Repeat the listing in full, word for word.
>> start
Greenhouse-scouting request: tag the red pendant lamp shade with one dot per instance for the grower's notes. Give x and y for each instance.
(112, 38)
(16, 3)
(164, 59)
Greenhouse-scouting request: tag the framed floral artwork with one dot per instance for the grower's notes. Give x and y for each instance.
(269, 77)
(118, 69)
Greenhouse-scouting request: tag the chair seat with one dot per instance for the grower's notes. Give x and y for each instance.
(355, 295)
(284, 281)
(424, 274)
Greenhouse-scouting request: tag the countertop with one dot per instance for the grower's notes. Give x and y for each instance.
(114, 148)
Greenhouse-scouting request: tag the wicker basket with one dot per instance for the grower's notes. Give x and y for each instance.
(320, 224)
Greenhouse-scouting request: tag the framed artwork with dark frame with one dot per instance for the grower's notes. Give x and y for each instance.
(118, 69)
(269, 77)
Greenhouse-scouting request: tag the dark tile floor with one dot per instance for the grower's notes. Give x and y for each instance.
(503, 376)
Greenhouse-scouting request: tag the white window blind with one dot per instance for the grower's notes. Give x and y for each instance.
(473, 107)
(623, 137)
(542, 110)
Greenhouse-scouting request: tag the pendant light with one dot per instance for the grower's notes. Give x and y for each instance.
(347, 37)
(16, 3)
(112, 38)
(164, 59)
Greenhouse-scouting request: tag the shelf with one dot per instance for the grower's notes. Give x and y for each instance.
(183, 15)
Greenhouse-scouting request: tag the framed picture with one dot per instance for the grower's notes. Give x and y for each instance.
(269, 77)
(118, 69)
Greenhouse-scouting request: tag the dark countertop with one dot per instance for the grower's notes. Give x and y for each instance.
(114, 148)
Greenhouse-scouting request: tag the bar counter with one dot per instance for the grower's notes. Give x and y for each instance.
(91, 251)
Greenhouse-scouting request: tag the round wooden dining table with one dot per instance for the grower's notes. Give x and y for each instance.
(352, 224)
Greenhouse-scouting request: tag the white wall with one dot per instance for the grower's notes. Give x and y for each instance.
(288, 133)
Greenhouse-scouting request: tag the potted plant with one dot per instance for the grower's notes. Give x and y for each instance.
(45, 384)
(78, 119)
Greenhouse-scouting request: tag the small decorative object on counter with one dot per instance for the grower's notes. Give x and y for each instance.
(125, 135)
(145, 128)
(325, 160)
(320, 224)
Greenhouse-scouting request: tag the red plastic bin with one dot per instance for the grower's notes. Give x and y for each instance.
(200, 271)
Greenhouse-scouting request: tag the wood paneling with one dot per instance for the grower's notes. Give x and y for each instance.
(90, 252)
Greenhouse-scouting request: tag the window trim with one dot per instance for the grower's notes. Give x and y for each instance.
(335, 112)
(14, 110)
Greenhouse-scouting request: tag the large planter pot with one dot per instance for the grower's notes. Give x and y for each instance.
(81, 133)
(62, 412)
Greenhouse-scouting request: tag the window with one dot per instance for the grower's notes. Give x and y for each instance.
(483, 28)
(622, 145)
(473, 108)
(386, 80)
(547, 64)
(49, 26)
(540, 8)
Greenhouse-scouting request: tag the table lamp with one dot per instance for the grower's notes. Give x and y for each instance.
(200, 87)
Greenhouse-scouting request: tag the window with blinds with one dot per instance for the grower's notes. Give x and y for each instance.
>> end
### RESULT OF THE EXERCISE
Greenhouse-scouting request: tag the red pendant lamp shade with one dot per instance for the grower's notes. Give x and y for each instance.
(112, 38)
(16, 3)
(164, 59)
Greenhouse-scouting request: tag the framed floral artwork with one dot per instance for the grower's notes. Give x and y for each instance.
(269, 77)
(118, 69)
Greenhouse-scouting request: tag the chair seat with one dot per instance for the grower's notes. Give x and y for each instance.
(355, 295)
(284, 281)
(424, 274)
Greenhouse-scouting request: tag the countertop with one dot per instance for the grower's notes. Give x and y for each instance.
(114, 148)
Greenhouse-scouting request: tag the wicker basket with one dot per instance for the grower's notes. Give x and y for each instance.
(320, 224)
Greenhouse-scouting request: tag the framed artwork with dark frame with one dot per instance for the grower's notes. Give x and y for each instance.
(118, 69)
(269, 77)
Greenhouse-scouting request: tag the dark tile floor with one dot per instance for the grower's notes. Give x and y for each instance.
(503, 376)
Greenhouse-scouting request: tag the white window blind with one dot per instance for the grower's notes. Give x and y for each instance.
(473, 107)
(623, 137)
(542, 110)
Greenhouse-scouting request: tag the pendant light with one dot per instance for the grower's notes. Give x and y for each instance.
(347, 37)
(16, 3)
(112, 38)
(164, 59)
Greenhouse-scouting request: tag the shelf with one dot per instance for the grower's notes. Give x and y for each instance.
(183, 15)
Greenhouse-scouting request: tag the framed picture with one dot per instance for the grower's notes. Give x and y for each instance.
(269, 77)
(118, 69)
Greenhouse-scouting request: tag the dark countertop with one dot per instance for the grower's notes. Give x and y for each instance.
(114, 148)
Greenhouse-scouting request: tag the bar counter with one dot per instance for the grower's notes. Give x and y for each instance.
(91, 251)
Greenhouse-scouting request: tag the round wooden dining table with one dot per instance for the grower's notes. Give x and y for each instance.
(352, 224)
Greenhouse-scouting request: tag the white wall with one dot per instance for the grower's notes. Give x and y for each instance.
(288, 133)
Greenhouse-scouting request: tag the potted plant with one dot per instance for the grower's notes. Give x and y for each instance.
(45, 384)
(78, 119)
Greenhouse-scouting request: tag the small decorative object on counter with one dot per instance for the grower's notes. Give x and y for each instance.
(125, 135)
(145, 128)
(325, 160)
(320, 224)
Greenhouse-scouting request: tag the red plastic bin with one dot per instance for the grower's notes. Give x and y for each instance.
(200, 271)
Greenhouse-scouting request: tag the wood paneling with one dot per instance for the grower's notes. Give x and y for each instance.
(90, 252)
Greenhouse-scouting request: tag the window trim with one dot per instance for the grower's notes. Give x and y for each instance.
(335, 112)
(14, 110)
Greenhouse-scouting request: tag the large planter pot with one dot per instance for the grower's notes. Give x and y for each instance.
(81, 133)
(62, 412)
Greenhouse-scouting request: tag the window with one dot per instance for the grower's notes. Give x and y for each instance.
(483, 28)
(622, 145)
(473, 108)
(386, 80)
(547, 64)
(49, 26)
(540, 8)
Greenhouse-scouting request: tag the table lamp with one dot per instance for the grower's notes. Give x and y for each instance.
(200, 87)
Greenhouse-scouting request: tag the window with blinds with one dot per instance for the grower's notes. Give x and y for each instance.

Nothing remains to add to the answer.